+++ SUPPLIED DATA +++

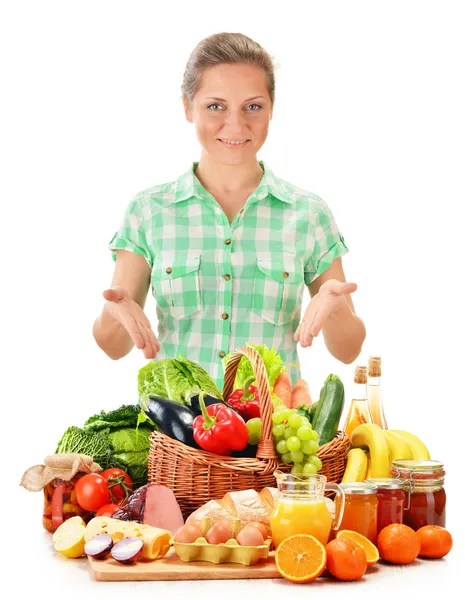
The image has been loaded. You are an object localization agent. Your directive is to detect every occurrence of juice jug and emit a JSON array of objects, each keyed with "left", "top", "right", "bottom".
[{"left": 270, "top": 471, "right": 345, "bottom": 548}]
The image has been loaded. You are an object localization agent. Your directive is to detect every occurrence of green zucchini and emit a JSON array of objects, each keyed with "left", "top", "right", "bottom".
[{"left": 312, "top": 374, "right": 345, "bottom": 445}]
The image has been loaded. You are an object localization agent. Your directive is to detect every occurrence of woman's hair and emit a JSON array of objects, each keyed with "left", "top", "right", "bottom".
[{"left": 181, "top": 32, "right": 276, "bottom": 105}]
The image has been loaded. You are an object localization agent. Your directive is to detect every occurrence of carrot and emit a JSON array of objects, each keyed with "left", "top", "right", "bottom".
[
  {"left": 291, "top": 379, "right": 312, "bottom": 410},
  {"left": 273, "top": 371, "right": 293, "bottom": 408}
]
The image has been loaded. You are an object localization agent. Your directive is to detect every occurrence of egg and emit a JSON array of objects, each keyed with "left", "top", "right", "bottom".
[
  {"left": 205, "top": 521, "right": 233, "bottom": 544},
  {"left": 243, "top": 521, "right": 268, "bottom": 540},
  {"left": 174, "top": 523, "right": 202, "bottom": 544},
  {"left": 236, "top": 525, "right": 266, "bottom": 546}
]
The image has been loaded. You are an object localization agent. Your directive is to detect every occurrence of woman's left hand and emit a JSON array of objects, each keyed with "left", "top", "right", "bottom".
[{"left": 294, "top": 279, "right": 358, "bottom": 348}]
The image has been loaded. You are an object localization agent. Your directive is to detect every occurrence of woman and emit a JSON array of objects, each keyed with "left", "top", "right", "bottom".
[{"left": 93, "top": 32, "right": 366, "bottom": 389}]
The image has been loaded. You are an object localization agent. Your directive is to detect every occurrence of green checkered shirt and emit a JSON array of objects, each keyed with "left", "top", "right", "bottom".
[{"left": 109, "top": 161, "right": 348, "bottom": 390}]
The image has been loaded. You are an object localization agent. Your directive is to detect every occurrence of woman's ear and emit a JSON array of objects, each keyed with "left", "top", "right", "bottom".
[{"left": 183, "top": 96, "right": 193, "bottom": 123}]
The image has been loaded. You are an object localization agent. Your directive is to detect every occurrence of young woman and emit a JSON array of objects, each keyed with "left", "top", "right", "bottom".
[{"left": 93, "top": 32, "right": 366, "bottom": 389}]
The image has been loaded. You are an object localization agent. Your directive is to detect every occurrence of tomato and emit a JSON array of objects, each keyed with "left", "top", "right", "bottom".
[
  {"left": 96, "top": 503, "right": 121, "bottom": 517},
  {"left": 75, "top": 473, "right": 110, "bottom": 512},
  {"left": 100, "top": 468, "right": 133, "bottom": 504}
]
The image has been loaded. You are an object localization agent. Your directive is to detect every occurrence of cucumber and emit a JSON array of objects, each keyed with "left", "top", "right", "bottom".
[{"left": 312, "top": 374, "right": 345, "bottom": 445}]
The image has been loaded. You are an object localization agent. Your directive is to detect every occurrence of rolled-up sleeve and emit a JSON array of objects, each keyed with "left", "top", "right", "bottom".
[
  {"left": 108, "top": 195, "right": 153, "bottom": 268},
  {"left": 304, "top": 200, "right": 349, "bottom": 284}
]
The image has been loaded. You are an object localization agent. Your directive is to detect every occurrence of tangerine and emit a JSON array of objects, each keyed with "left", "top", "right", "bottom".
[
  {"left": 326, "top": 538, "right": 367, "bottom": 581},
  {"left": 275, "top": 534, "right": 326, "bottom": 583},
  {"left": 336, "top": 530, "right": 380, "bottom": 565},
  {"left": 416, "top": 525, "right": 453, "bottom": 558},
  {"left": 377, "top": 524, "right": 420, "bottom": 565}
]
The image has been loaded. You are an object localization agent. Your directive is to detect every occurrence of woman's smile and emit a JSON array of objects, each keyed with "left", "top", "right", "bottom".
[{"left": 218, "top": 138, "right": 250, "bottom": 148}]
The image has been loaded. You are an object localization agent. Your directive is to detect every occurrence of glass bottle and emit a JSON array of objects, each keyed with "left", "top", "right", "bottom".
[
  {"left": 343, "top": 366, "right": 372, "bottom": 439},
  {"left": 367, "top": 356, "right": 388, "bottom": 429}
]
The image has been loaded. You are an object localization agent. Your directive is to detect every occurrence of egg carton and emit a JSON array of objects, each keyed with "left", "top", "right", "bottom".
[{"left": 172, "top": 536, "right": 272, "bottom": 565}]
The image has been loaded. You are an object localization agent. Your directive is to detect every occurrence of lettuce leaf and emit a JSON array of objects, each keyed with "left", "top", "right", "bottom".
[
  {"left": 224, "top": 343, "right": 287, "bottom": 393},
  {"left": 137, "top": 357, "right": 223, "bottom": 404}
]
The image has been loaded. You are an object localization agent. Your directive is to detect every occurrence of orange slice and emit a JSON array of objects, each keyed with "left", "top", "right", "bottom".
[
  {"left": 275, "top": 534, "right": 327, "bottom": 583},
  {"left": 336, "top": 530, "right": 380, "bottom": 565}
]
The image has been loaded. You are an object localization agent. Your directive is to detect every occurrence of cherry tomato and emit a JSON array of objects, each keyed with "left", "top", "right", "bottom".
[
  {"left": 75, "top": 473, "right": 110, "bottom": 512},
  {"left": 96, "top": 503, "right": 121, "bottom": 517},
  {"left": 100, "top": 468, "right": 133, "bottom": 504}
]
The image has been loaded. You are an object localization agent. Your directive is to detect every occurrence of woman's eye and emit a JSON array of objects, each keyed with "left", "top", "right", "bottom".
[
  {"left": 207, "top": 104, "right": 223, "bottom": 111},
  {"left": 247, "top": 104, "right": 262, "bottom": 111}
]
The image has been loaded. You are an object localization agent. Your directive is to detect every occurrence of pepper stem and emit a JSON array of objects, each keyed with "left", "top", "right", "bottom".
[
  {"left": 241, "top": 375, "right": 257, "bottom": 402},
  {"left": 198, "top": 391, "right": 217, "bottom": 430}
]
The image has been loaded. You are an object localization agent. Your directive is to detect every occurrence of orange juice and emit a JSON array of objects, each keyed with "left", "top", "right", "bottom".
[{"left": 270, "top": 497, "right": 333, "bottom": 547}]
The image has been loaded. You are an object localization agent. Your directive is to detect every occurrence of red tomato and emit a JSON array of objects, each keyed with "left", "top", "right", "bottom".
[
  {"left": 75, "top": 473, "right": 110, "bottom": 512},
  {"left": 100, "top": 468, "right": 133, "bottom": 504},
  {"left": 96, "top": 503, "right": 121, "bottom": 517}
]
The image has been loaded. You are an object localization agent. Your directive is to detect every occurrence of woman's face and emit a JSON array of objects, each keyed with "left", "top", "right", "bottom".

+++

The answer should be the records above, unchanged, with the pictures omitted.

The image has been loaded. You are an object localization agent. Your directive is to detect every occurrence of juice jug and emit a JSON array of objects, each keyed with "left", "top", "right", "bottom".
[{"left": 270, "top": 471, "right": 345, "bottom": 548}]
The image has been loaded. You are an object localization agent. Your directive is to detect every occurrence of green zucchini and emit a JSON array of objects, each keyed with "left", "top", "right", "bottom".
[{"left": 312, "top": 374, "right": 345, "bottom": 445}]
The image has been loaded. You are an object localization agent. Your directive is to detect every occurrence of woman's hair and emit a JSON array of objects, each keyed with "left", "top", "right", "bottom".
[{"left": 181, "top": 32, "right": 276, "bottom": 105}]
The image has been loaded. You are an object localization agent. Your directive is to detect every occurrence of carrot and emit a JSON array of objects, each keyed with "left", "top", "right", "bottom".
[
  {"left": 291, "top": 379, "right": 312, "bottom": 410},
  {"left": 273, "top": 371, "right": 293, "bottom": 408}
]
The image has been loaded. You are an object localization agent. Your directive is to detect every occurrence of egg and emit a JSON array of objects, each keyed with "left", "top", "right", "bottom".
[
  {"left": 205, "top": 521, "right": 233, "bottom": 544},
  {"left": 243, "top": 521, "right": 268, "bottom": 540},
  {"left": 174, "top": 523, "right": 202, "bottom": 544},
  {"left": 236, "top": 525, "right": 266, "bottom": 546}
]
The image has been loaded. You are an object localization agent. Your directive is to detect every occurrence of woman's left hand and emit a JSON array of objects, each keyed with "left", "top", "right", "bottom".
[{"left": 294, "top": 279, "right": 358, "bottom": 348}]
The image has been loaded. You are an object localization agent. Your directive is to detect every occurrence of woman and emit a JSON array of objects, each keyed with "left", "top", "right", "bottom".
[{"left": 93, "top": 32, "right": 366, "bottom": 389}]
The image has been loaded. You are an object localization agent. Your directive is to detect every occurrence of green checkered shirt and emit a JSON array of objects, each keyed with "left", "top", "right", "bottom".
[{"left": 109, "top": 161, "right": 348, "bottom": 390}]
The image has been loaded. You are an object localization agent. Your directive is to detect every occurrence of woman's ear and emit a JSON array of objects, each keyed with "left", "top", "right", "bottom".
[{"left": 183, "top": 96, "right": 193, "bottom": 123}]
The image has been loaded. You are an object localization agent. Your directive is to detect every occurrence of young woman and emit a JSON array of objects, each keyed with "left", "top", "right", "bottom".
[{"left": 93, "top": 32, "right": 366, "bottom": 389}]
The image has been loaded. You are an object localization agent. Your directive is to detect every occurrence of tomato and emit a JSON array of objects, each keyed with "left", "top", "right", "bottom".
[
  {"left": 96, "top": 503, "right": 121, "bottom": 517},
  {"left": 75, "top": 473, "right": 110, "bottom": 512},
  {"left": 100, "top": 468, "right": 133, "bottom": 504}
]
The image has been loaded. You are an object localization agent. Your directive is to detect every occurrence of cucumber and emit a JSON array of objects, each keyed with "left", "top", "right", "bottom".
[{"left": 312, "top": 374, "right": 345, "bottom": 445}]
The image has been loaded. You are an object localization agent. Your directive is to detect every occurrence of rolled-up sleeve and emit a JSON array of objects, each keyed with "left", "top", "right", "bottom".
[
  {"left": 108, "top": 195, "right": 153, "bottom": 268},
  {"left": 304, "top": 200, "right": 349, "bottom": 284}
]
The image has been loaded. You are an object localization agent. Your directive is to detect every occurrence of tangerine and emit a JSON array of objects, each keyed with "left", "top", "right", "bottom".
[
  {"left": 326, "top": 538, "right": 367, "bottom": 581},
  {"left": 275, "top": 534, "right": 326, "bottom": 583},
  {"left": 336, "top": 530, "right": 380, "bottom": 565},
  {"left": 416, "top": 525, "right": 453, "bottom": 558},
  {"left": 377, "top": 524, "right": 420, "bottom": 565}
]
The image has been loaded. You are an object localization agent. Your directive is to detect every occurrence of woman's smile and emit a JSON array of objects, each keyed with "left", "top", "right", "bottom".
[{"left": 218, "top": 138, "right": 250, "bottom": 148}]
The image has been loaded. You are an object localization agent. Your directive is to detect every occurrence of glass bottle and emit a JSON array of objects, each keyed with "left", "top", "right", "bottom".
[
  {"left": 343, "top": 366, "right": 372, "bottom": 439},
  {"left": 367, "top": 356, "right": 388, "bottom": 429}
]
The image has been loaded. You are an object localization agent. Your directive is to detect every occurrence of egg carton and emit a JSON array of objects, each keyed with "left", "top", "right", "bottom".
[{"left": 172, "top": 536, "right": 272, "bottom": 565}]
The image has been loaded. You are an object localization agent. Your directive is to detect every occurrence of lettuce leaf and emit a JSON array of objects, each keyed with "left", "top", "right", "bottom".
[
  {"left": 224, "top": 343, "right": 287, "bottom": 393},
  {"left": 137, "top": 357, "right": 223, "bottom": 404}
]
The image has been loaded. You are an object localization agent. Your directive is to detect every occurrence of orange slice and emit a JSON array of objects, each keyed with "left", "top", "right", "bottom".
[
  {"left": 275, "top": 534, "right": 327, "bottom": 583},
  {"left": 336, "top": 530, "right": 380, "bottom": 565}
]
The image has been loaded. You are an object localization agent. Your directive is to detect every occurrence of cherry tomato and emit a JSON array of objects, each keyed with "left", "top", "right", "bottom".
[
  {"left": 75, "top": 473, "right": 110, "bottom": 512},
  {"left": 96, "top": 503, "right": 121, "bottom": 517},
  {"left": 100, "top": 468, "right": 133, "bottom": 504}
]
The image has been loaded. You are an object localization agent. Your directive is to detect every occurrence of woman's eye and emit a JSON array of objects, each keyed with "left", "top", "right", "bottom".
[
  {"left": 207, "top": 104, "right": 223, "bottom": 111},
  {"left": 247, "top": 104, "right": 262, "bottom": 111}
]
The image has been loaded. You are an object localization agent. Your directive is to detect every occurrence of pepper stem and emit a JSON array of objects, each keyed with "left", "top", "right", "bottom".
[
  {"left": 241, "top": 375, "right": 257, "bottom": 402},
  {"left": 198, "top": 391, "right": 217, "bottom": 430}
]
The image has been loaded. You are an object localization agent. Your directive is to detect every occurrence of orange juice and emit a JSON array of objects, each keyed with "left", "top", "right", "bottom".
[{"left": 270, "top": 497, "right": 333, "bottom": 547}]
The image has been loaded. You are an object localization agent. Your directive is to detect every occurrence of red tomato and emit a JSON array of objects, each keyed with "left", "top", "right", "bottom".
[
  {"left": 75, "top": 473, "right": 110, "bottom": 512},
  {"left": 100, "top": 468, "right": 133, "bottom": 504},
  {"left": 96, "top": 503, "right": 121, "bottom": 517}
]
The image has been loaded. You are an object localization agent. Your directive is to detect every occurrence of woman's face and emit a JSON array of objects, each keyed with "left", "top", "right", "bottom".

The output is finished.